Point localization data

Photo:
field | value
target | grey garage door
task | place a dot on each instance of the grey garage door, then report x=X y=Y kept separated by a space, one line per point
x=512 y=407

==

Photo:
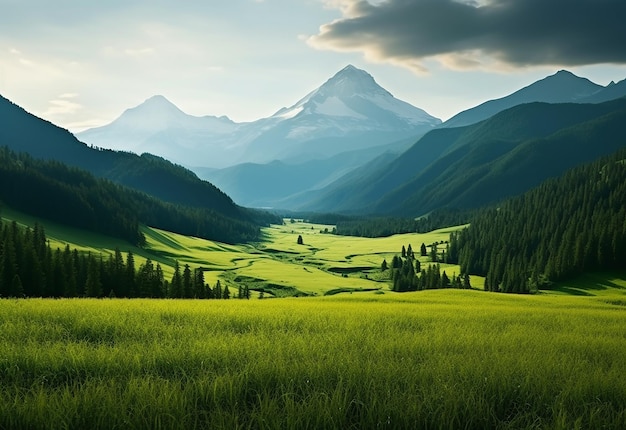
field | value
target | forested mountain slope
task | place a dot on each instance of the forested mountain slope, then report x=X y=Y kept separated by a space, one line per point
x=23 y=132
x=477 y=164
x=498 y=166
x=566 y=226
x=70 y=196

---

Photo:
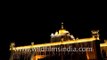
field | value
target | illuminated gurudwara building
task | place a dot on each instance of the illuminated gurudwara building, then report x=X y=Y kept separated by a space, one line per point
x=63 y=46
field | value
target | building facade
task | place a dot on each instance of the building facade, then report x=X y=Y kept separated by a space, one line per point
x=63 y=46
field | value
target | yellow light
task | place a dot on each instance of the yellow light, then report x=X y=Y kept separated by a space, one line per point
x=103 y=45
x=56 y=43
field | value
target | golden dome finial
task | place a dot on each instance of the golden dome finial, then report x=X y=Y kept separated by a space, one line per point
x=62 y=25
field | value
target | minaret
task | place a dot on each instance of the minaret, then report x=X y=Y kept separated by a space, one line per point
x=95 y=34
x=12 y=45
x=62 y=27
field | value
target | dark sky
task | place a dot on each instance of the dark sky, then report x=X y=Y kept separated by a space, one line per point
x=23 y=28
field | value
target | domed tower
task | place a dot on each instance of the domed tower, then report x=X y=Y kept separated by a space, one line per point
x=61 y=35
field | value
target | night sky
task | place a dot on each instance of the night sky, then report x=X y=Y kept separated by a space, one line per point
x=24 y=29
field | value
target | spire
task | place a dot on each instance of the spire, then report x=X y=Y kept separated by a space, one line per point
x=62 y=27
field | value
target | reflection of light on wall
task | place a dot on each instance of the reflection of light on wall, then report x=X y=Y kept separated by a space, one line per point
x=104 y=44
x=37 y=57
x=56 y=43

REQUIREMENT =>
Among the records above, a stretch begins at the line containing "task | place a dot on each instance of the dark" and ends at the line containing "target | night sky". Restate that stretch word for word, and nothing else.

SOLUTION FOR THIS TASK =>
task | place a dot on each instance of the dark sky, then report x=X y=Y kept separated by a space, one line per point
x=23 y=28
field | value
target | domed tower
task | place a dot on each instance of the domed tower, then report x=X y=Y kept separated by a space, one line per point
x=61 y=35
field | value
target | night sky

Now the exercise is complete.